* Task instructions
Gather every line in the records below that contains the string "chinese", and copy each one out in full.

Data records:
--- BEGIN ---
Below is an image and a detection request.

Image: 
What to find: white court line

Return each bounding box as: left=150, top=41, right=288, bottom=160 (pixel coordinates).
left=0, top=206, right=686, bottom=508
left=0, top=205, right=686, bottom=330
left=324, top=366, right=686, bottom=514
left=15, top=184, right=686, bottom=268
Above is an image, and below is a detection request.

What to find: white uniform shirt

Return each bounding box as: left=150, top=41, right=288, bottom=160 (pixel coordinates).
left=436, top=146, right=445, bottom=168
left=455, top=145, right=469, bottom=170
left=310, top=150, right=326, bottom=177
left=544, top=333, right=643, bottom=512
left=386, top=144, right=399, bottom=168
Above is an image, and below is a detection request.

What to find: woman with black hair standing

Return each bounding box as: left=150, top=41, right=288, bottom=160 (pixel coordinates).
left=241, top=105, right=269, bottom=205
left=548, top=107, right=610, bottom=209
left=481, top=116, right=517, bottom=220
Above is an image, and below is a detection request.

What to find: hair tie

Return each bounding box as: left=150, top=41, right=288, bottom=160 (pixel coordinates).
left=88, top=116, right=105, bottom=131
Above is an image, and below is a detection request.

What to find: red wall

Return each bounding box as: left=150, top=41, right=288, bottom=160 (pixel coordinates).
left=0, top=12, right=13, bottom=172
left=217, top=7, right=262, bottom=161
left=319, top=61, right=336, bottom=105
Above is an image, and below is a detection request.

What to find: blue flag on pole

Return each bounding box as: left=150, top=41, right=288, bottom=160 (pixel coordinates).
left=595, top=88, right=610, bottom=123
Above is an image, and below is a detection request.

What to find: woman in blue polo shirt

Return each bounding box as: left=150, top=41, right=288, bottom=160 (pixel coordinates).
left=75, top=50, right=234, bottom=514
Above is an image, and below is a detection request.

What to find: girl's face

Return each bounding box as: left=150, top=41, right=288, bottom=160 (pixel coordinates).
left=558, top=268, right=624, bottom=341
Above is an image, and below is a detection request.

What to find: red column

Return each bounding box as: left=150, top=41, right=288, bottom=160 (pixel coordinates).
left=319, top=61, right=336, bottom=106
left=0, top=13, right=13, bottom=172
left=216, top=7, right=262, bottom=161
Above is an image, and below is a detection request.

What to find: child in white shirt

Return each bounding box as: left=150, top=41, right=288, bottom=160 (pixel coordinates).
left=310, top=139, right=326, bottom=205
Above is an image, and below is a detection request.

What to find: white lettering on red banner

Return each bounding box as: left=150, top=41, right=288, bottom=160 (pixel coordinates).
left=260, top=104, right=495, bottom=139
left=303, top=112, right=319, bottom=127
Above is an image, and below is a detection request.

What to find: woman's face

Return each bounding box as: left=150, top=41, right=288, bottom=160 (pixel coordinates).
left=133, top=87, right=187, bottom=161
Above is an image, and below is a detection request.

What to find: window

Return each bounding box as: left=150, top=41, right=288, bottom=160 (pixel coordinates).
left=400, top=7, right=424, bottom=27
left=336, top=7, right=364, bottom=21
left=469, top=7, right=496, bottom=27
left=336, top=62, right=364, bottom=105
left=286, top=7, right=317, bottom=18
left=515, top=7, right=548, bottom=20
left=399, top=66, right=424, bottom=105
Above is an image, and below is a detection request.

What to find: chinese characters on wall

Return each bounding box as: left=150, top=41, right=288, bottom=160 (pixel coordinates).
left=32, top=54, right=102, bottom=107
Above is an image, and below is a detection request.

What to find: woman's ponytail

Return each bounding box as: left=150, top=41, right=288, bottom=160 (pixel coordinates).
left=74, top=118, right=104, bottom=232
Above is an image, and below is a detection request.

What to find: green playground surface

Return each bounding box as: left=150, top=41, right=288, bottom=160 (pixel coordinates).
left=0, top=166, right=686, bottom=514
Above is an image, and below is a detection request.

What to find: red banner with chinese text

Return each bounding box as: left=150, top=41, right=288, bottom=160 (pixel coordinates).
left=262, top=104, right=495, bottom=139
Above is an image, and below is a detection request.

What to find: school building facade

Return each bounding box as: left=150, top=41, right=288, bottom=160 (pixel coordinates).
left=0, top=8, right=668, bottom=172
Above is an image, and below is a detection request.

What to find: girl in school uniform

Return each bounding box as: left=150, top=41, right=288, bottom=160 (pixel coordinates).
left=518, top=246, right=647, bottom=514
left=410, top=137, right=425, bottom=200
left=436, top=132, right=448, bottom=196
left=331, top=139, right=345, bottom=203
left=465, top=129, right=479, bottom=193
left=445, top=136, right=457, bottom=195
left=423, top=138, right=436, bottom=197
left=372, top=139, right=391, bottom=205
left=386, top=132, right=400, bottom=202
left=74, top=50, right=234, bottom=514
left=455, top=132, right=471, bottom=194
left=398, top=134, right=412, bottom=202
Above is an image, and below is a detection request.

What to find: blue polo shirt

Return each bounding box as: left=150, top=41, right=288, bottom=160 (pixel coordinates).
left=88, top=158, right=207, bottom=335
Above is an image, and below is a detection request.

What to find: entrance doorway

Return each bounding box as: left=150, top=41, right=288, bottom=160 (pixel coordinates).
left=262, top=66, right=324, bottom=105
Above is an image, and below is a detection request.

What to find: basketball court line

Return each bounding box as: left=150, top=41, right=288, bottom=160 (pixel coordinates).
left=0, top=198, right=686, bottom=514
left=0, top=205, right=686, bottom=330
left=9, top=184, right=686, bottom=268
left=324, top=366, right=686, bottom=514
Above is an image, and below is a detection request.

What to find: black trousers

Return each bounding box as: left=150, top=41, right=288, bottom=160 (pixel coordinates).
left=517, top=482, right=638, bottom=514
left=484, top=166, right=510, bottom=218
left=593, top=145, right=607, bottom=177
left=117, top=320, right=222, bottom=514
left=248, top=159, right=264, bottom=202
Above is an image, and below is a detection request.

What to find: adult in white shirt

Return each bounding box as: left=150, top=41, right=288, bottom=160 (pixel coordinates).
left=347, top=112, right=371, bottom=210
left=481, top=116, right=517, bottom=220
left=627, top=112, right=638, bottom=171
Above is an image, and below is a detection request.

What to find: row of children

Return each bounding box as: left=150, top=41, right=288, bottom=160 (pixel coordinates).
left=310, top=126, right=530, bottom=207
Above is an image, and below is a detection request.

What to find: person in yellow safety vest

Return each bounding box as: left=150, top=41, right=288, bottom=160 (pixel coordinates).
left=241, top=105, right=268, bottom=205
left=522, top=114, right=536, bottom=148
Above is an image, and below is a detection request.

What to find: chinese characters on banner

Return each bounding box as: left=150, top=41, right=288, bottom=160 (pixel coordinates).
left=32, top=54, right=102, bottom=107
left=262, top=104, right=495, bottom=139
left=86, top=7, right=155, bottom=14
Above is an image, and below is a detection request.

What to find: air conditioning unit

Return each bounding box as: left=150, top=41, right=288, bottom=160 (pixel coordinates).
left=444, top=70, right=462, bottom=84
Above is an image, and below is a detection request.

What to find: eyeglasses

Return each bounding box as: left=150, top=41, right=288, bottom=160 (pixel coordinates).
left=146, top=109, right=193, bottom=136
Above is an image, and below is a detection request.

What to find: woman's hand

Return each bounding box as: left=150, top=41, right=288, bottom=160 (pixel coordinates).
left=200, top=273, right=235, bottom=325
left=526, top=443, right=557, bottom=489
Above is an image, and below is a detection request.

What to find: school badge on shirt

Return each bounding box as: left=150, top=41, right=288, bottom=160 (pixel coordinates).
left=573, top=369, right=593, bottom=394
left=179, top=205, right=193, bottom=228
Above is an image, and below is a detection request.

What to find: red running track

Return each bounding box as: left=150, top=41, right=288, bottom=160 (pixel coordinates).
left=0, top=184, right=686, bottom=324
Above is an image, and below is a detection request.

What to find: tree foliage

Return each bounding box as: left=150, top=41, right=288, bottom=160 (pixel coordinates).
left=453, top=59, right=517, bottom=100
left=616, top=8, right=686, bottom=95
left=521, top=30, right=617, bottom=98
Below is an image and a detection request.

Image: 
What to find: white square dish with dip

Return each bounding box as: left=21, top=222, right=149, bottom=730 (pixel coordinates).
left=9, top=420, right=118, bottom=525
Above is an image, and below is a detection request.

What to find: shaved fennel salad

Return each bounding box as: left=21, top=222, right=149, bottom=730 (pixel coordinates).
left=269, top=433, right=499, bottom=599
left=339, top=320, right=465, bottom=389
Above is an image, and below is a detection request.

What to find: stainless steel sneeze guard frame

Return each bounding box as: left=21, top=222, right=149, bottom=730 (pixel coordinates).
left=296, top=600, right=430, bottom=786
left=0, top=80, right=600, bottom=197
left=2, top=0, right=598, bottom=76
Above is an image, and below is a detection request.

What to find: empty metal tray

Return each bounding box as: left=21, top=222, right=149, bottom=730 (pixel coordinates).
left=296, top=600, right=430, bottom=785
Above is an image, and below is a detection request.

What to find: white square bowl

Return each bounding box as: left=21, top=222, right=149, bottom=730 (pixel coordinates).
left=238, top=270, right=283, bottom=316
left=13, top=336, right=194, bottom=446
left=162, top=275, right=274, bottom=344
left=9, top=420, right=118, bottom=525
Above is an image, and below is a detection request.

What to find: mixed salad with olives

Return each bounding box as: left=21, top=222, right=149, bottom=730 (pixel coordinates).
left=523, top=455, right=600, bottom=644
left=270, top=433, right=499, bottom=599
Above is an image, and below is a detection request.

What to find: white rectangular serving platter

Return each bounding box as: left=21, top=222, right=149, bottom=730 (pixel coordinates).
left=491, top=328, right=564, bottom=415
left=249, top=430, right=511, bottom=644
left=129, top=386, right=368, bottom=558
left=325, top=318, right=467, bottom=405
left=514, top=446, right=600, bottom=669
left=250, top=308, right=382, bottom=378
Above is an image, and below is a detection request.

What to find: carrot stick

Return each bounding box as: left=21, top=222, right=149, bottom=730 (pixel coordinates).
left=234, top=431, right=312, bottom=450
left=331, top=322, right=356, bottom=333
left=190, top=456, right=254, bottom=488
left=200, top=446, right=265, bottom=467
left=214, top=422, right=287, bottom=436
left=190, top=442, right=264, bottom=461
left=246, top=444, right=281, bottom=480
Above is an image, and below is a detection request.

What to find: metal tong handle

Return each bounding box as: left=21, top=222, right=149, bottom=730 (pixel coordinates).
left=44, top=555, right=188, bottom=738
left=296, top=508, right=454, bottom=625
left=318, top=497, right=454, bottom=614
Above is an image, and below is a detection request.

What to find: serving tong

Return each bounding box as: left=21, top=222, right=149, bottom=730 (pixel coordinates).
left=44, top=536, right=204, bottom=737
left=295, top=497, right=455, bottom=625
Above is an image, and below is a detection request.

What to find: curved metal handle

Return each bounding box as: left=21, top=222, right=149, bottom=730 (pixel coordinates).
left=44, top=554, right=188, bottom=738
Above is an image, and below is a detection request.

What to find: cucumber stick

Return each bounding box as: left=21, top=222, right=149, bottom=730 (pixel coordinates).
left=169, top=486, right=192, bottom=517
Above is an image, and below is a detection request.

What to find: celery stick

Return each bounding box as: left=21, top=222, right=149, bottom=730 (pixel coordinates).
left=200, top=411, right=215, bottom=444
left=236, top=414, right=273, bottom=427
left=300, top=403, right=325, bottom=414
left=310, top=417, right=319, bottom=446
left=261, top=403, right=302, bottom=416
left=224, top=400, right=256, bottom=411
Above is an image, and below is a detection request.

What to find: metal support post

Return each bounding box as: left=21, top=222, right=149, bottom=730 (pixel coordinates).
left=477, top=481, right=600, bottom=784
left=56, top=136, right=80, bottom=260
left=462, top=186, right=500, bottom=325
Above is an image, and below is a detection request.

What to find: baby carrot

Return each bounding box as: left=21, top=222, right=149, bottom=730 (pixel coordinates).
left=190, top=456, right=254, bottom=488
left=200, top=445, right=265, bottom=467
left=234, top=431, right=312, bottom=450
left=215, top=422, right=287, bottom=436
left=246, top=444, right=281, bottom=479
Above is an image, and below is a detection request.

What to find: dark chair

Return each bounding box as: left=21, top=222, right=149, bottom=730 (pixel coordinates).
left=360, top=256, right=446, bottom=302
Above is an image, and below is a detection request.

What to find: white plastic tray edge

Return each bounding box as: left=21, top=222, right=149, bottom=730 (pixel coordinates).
--- END ---
* Task answer
What to find: chinese characters on wall
What to find: red banner with chinese text
What to find: chinese characters on banner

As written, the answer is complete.